• _Document_:
------------------------

Hoewel het formeel geen onderdeel van de sociale bescherming is, wordt in verschillende lidstaten toch een beleid van minimumlonen gevoerd om het probleem van de werkende armen aan te pakken. Wanneer het verschil tussen het minimumloon en het werklozengeld en soortgelijke uitkeringen groot genoeg is, worden ook laagbetaalde banen aantrekkelijk, en dan draagt het minimumloon bij tot het lonend maken van arbeid. Maar om de vraag naar arbeidskrachten en dus de kansen op tewerkstelling niet negatief te beïnvloeden, nemen sommige lidstaten maatregelen om de werkgevers te compenseren voor het feit dat zij minder productieve arbeiders in dienst moeten nemen tegen een kostprijs die boven hun veronderstelde marktwaarde ligt.

3.1.2. Tendensen in beleidshervorming en werkgelegenheidsbevorderende maatregelen

Geleid door het in de Europese werkgelegenheidsstrategie verankerde activeringsprincipe, hebben de lidstaten een heel pakket maatregelen ingevoerd om te vermijden dat hun werkloosheidsstelsel ontradende signalen zou uitzenden, en tezelfdertijd moedigen zij de mensen aan om aan het werk te gaan. Sommige maatregelen betreffen de vraag naar werkkrachten, andere werken langs de aanbodzijde. Er zijn drie grote categorieën van maatregelen: (i) stimuleren van de werkgelegenheid; (ii) combinatie van uitkeringen en werk; en (iii) gunstiger behandeling op het gebied van sociale zekerheid en belastingen.

------------------------

• _Aangeleverde gegevens_:
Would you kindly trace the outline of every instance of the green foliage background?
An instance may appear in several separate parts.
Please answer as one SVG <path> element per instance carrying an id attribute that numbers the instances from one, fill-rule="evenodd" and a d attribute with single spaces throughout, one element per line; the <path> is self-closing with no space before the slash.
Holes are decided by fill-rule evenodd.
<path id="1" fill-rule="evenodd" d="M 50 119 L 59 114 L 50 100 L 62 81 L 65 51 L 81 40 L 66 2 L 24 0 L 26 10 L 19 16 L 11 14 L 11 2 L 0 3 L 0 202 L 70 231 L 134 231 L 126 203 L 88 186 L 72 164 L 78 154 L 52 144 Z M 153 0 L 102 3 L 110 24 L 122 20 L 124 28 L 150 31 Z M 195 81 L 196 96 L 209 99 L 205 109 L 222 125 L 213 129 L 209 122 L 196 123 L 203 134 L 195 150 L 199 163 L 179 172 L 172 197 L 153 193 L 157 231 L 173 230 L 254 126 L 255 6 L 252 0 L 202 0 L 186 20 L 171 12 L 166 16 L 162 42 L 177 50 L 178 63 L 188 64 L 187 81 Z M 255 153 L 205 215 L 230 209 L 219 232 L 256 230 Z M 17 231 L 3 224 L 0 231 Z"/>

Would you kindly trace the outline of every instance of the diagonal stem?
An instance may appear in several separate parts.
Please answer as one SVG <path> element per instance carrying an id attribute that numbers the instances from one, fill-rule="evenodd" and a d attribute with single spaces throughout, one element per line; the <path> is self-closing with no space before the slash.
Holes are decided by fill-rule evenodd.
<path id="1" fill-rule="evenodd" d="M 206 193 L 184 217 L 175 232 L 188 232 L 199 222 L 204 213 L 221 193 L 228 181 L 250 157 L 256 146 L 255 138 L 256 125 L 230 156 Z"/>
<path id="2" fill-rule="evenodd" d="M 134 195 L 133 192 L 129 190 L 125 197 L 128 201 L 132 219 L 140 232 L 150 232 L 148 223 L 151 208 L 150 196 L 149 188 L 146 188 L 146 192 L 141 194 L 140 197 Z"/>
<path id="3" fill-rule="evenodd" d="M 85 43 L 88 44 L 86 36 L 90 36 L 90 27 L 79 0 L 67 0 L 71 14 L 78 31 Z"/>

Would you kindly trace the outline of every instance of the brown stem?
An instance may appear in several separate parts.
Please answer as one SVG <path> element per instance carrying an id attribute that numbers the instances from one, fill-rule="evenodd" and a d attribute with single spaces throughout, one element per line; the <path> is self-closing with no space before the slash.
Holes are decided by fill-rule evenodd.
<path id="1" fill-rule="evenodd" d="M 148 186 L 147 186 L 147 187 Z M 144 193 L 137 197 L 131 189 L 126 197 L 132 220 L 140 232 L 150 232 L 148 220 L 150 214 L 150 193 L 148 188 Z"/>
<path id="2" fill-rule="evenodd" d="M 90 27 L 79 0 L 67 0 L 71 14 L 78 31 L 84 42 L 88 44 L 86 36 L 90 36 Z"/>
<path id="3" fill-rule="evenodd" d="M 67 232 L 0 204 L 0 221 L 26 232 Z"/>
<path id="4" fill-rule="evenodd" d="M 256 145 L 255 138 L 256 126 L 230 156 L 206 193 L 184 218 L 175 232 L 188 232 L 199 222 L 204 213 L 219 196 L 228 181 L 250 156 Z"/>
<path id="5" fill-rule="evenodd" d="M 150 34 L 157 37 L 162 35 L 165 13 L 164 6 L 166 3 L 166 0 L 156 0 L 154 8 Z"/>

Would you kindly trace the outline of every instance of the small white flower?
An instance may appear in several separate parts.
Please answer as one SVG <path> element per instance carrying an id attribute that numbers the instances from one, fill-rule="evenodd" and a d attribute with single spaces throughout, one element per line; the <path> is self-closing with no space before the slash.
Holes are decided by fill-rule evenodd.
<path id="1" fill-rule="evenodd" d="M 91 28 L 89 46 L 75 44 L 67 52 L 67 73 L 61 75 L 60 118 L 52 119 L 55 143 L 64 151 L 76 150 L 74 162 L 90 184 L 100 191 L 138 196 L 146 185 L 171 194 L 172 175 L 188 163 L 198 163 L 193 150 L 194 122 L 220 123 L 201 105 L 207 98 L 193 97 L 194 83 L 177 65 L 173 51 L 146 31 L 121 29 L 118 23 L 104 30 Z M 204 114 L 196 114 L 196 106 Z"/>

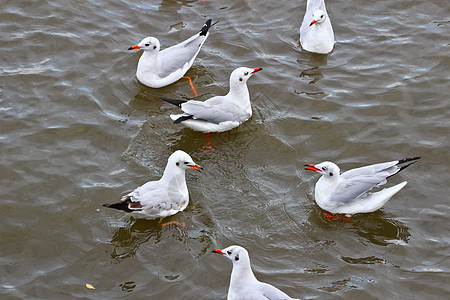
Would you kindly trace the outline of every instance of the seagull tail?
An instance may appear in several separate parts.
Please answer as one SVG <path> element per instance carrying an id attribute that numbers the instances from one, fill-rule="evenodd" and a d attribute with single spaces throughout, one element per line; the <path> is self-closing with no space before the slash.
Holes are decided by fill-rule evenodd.
<path id="1" fill-rule="evenodd" d="M 170 99 L 170 98 L 166 98 L 166 97 L 159 97 L 159 99 L 166 101 L 170 104 L 173 104 L 175 106 L 181 107 L 181 104 L 187 102 L 186 100 L 176 100 L 176 99 Z"/>
<path id="2" fill-rule="evenodd" d="M 200 35 L 206 35 L 208 33 L 209 28 L 213 27 L 214 25 L 216 25 L 219 21 L 211 24 L 212 19 L 209 19 L 205 22 L 205 24 L 203 24 L 202 29 L 200 30 Z"/>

------------------------

• _Opdrachten_:
(a) Welke drie grote categorieën van maatregelen onderscheidt het document over werkgelegenheidsbeleid?
(b) Zet de regels van de records om in een JSON-lijst van strings, één string per regel en zonder lege regels, vanaf de regel met "small white flower?" tot en met het einde van de records. Laat de afbeeldingen weg uit het antwoord.

• _Antwoorden hieronder_:
(a) Stimuleren van de werkgelegenheid, combinatie van uitkeringen en werk, en gunstiger behandeling op het gebied van sociale zekerheid en belastingen.

(b)
[
  "Would you kindly trace the outline of every instance of the small white flower?",
  "An instance may appear in several separate parts.",
  "Please answer as one SVG <path> element per instance carrying an id attribute that numbers the instances from one, fill-rule=\"evenodd\" and a d attribute with single spaces throughout, one element per line; the <path> is self-closing with no space before the slash.",
  "Holes are decided by fill-rule evenodd.",
  "<path id=\"1\" fill-rule=\"evenodd\" d=\"M 91 28 L 89 46 L 75 44 L 67 52 L 67 73 L 61 75 L 60 118 L 52 119 L 55 143 L 64 151 L 76 150 L 74 162 L 90 184 L 100 191 L 138 196 L 146 185 L 171 194 L 172 175 L 188 163 L 198 163 L 193 150 L 194 122 L 220 123 L 201 105 L 207 98 L 193 97 L 194 83 L 177 65 L 173 51 L 146 31 L 121 29 L 118 23 L 104 30 Z M 204 114 L 196 114 L 196 106 Z\"/>",
  "Would you kindly trace the outline of every instance of the seagull tail?",
  "An instance may appear in several separate parts.",
  "Please answer as one SVG <path> element per instance carrying an id attribute that numbers the instances from one, fill-rule=\"evenodd\" and a d attribute with single spaces throughout, one element per line; the <path> is self-closing with no space before the slash.",
  "Holes are decided by fill-rule evenodd.",
  "<path id=\"1\" fill-rule=\"evenodd\" d=\"M 170 99 L 170 98 L 166 98 L 166 97 L 159 97 L 159 99 L 166 101 L 170 104 L 173 104 L 175 106 L 181 107 L 181 104 L 187 102 L 186 100 L 176 100 L 176 99 Z\"/>",
  "<path id=\"2\" fill-rule=\"evenodd\" d=\"M 200 35 L 206 35 L 208 33 L 209 28 L 213 27 L 214 25 L 216 25 L 219 21 L 211 24 L 212 19 L 209 19 L 205 22 L 205 24 L 203 24 L 202 29 L 200 30 Z\"/>"
]